**Objective**
Retype exactly the lines from the line with "front door -> mask for every instance" to the end of the data, keeping both boundary lines.

** start Entries supplied **

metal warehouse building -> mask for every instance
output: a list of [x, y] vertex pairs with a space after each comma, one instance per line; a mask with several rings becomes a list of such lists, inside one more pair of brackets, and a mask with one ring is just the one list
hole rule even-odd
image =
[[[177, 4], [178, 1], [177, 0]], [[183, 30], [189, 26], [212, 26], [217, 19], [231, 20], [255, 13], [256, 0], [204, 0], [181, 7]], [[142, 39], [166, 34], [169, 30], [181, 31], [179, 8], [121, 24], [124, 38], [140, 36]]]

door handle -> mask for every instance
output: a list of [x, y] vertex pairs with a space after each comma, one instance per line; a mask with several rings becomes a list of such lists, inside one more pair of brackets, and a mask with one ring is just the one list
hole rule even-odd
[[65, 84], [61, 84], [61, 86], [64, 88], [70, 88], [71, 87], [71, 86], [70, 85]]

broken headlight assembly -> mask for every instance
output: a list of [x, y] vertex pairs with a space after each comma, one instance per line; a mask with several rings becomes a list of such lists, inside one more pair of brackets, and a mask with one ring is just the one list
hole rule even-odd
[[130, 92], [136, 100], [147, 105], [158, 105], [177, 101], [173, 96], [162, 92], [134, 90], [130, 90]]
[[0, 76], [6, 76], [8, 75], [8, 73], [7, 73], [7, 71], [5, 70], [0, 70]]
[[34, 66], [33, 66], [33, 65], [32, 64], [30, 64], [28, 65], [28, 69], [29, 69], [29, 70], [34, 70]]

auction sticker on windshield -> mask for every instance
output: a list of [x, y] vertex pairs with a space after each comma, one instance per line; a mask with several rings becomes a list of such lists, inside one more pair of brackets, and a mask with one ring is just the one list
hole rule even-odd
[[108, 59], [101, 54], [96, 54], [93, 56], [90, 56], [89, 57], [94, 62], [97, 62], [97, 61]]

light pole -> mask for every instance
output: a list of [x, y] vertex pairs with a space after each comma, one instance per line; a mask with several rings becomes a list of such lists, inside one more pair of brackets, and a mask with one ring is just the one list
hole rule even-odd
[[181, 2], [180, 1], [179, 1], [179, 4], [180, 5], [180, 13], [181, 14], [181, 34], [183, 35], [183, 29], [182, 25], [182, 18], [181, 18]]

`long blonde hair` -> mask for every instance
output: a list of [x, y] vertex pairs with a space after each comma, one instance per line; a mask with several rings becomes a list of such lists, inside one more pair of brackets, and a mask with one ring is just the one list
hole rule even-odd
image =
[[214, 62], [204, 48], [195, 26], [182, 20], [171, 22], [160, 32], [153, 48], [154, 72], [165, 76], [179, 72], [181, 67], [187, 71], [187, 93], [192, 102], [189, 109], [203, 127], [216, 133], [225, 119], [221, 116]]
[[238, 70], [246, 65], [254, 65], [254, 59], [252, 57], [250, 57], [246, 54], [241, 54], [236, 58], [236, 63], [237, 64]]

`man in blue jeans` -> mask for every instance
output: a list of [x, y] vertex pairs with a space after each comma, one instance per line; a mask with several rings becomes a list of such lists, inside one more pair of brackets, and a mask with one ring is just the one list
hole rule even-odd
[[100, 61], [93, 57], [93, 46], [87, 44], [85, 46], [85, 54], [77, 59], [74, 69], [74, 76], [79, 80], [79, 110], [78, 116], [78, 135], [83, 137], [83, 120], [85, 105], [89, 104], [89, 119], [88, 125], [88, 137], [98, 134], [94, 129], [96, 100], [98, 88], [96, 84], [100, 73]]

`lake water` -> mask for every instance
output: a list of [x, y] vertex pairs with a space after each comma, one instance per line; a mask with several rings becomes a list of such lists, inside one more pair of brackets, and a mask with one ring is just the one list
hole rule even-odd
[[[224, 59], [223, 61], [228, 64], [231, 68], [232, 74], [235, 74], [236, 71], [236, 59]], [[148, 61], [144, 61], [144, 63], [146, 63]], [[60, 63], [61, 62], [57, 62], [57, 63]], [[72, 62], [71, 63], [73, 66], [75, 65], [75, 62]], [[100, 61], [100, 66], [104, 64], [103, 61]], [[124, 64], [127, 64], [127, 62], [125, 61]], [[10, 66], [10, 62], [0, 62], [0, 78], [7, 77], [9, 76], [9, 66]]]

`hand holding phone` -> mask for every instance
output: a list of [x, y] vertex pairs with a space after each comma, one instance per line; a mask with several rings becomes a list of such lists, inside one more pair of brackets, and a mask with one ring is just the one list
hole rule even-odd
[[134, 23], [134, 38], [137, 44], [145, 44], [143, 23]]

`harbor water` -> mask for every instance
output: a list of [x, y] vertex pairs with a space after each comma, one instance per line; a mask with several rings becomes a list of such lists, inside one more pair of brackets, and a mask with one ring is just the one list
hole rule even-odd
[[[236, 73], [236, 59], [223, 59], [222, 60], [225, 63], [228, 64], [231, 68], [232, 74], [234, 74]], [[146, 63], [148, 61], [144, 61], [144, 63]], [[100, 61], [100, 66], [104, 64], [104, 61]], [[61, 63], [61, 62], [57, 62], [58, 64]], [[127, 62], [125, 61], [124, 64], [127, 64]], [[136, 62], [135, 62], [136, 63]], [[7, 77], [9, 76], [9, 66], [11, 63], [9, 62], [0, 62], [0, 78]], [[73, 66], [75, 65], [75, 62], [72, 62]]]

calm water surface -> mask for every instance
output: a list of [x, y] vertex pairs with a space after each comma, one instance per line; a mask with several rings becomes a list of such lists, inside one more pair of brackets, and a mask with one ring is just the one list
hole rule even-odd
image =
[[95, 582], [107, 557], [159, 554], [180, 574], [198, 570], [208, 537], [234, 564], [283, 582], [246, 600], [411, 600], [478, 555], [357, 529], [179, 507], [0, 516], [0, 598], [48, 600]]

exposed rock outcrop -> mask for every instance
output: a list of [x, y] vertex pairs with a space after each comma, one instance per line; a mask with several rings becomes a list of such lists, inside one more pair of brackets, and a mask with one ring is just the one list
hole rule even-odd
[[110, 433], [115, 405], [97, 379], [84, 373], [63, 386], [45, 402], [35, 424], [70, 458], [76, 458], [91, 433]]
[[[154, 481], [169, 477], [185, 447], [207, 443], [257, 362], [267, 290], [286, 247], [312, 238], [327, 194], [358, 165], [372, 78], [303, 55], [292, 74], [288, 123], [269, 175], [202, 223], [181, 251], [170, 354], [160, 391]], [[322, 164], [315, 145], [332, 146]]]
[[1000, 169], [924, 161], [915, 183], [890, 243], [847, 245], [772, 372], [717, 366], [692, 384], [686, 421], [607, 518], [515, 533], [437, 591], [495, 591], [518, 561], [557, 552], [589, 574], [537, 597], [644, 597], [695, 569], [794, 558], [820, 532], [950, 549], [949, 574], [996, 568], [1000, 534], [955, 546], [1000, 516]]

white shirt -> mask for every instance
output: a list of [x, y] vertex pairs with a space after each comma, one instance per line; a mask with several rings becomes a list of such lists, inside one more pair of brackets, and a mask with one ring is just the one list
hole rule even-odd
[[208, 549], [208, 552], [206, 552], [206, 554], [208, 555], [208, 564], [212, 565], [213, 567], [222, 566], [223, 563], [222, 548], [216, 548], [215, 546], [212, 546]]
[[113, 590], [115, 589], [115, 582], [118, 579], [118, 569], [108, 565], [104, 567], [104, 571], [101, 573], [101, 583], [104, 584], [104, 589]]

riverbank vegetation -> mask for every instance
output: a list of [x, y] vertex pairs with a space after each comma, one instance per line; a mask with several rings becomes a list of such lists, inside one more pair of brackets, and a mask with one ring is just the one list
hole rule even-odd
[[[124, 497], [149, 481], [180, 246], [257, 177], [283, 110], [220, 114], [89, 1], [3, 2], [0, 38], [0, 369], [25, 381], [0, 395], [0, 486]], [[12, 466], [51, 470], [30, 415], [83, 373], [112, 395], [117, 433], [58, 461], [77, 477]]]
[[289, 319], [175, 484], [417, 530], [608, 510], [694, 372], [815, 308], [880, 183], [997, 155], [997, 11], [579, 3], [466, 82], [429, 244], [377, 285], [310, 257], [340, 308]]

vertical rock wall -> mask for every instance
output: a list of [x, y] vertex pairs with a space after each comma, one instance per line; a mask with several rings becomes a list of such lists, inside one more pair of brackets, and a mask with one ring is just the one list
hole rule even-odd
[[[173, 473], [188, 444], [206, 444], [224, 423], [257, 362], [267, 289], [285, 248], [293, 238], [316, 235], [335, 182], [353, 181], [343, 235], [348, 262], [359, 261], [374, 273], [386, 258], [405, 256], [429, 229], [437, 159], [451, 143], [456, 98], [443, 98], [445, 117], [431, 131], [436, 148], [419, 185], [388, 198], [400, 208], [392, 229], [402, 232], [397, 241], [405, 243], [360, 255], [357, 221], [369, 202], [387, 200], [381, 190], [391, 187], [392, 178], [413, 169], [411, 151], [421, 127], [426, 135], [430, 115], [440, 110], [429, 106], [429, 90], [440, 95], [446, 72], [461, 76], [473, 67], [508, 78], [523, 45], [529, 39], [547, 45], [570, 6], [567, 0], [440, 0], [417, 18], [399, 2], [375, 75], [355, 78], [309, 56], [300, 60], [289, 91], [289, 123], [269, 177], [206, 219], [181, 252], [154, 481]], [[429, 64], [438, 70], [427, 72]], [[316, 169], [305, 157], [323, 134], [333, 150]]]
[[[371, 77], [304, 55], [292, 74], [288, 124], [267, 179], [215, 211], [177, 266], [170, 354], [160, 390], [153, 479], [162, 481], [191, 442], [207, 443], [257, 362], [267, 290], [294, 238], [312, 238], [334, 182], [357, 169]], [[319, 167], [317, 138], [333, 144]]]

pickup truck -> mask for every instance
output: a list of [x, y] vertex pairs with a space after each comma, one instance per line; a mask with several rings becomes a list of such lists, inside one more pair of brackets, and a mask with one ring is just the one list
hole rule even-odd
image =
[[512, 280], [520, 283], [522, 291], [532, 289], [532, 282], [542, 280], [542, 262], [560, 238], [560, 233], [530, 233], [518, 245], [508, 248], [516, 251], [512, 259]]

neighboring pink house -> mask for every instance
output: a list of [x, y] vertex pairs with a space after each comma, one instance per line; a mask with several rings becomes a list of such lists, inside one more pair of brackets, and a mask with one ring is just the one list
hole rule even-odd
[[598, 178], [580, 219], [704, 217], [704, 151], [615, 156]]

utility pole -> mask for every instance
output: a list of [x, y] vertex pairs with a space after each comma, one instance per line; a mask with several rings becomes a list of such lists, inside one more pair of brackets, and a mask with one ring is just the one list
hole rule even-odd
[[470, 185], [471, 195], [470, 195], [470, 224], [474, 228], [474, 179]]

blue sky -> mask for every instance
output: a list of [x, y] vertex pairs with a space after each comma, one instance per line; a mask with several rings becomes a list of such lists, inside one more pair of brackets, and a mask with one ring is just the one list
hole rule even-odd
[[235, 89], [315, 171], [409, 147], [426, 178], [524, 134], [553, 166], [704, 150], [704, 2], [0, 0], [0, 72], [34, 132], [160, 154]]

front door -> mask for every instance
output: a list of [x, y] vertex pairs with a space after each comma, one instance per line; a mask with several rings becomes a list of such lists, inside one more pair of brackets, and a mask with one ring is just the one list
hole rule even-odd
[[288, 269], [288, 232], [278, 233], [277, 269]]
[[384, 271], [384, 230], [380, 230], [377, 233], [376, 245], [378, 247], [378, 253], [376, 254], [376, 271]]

** end Entries supplied **

**Written reply**
front door -> mask for every instance
output: a list of [x, y] vertex pairs with a space after each comma, one instance per line; a mask with several rings becomes a list of such lists, inside one more pair of brackets, and a mask with one ring is just the one list
hole rule even-odd
[[288, 269], [288, 232], [278, 233], [277, 269]]
[[384, 271], [384, 230], [380, 230], [377, 233], [376, 245], [378, 247], [378, 253], [376, 254], [376, 271]]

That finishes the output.